**Information given:**
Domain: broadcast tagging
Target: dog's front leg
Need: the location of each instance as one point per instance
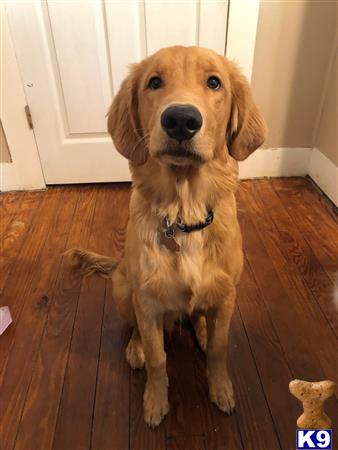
(150, 323)
(218, 322)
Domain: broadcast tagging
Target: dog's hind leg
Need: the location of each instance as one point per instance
(199, 323)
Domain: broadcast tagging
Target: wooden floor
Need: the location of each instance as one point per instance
(65, 383)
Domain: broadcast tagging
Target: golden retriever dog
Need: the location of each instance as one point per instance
(182, 117)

**Given request:** Please give the material above as a JSON list of strings, one string per line, with blank lines and pictures left out.

**Finished answer:**
[
  "Domain: broadcast tagging",
  "Target: dog's front leg",
  "Need: the location of each instance as one point per instance",
  "(150, 323)",
  "(218, 322)",
  "Domain: broadcast tagging",
  "Target: dog's hind leg",
  "Need: the location of each instance as one point per instance",
  "(199, 323)",
  "Domain: broadcast tagging",
  "Target: wooden floor",
  "Need: the location of each instance as one point per instance",
  "(65, 383)",
  "Domain: broadcast tagging",
  "Target: golden retriever dog",
  "Need: the location of each instance as one point per instance",
  "(182, 117)"
]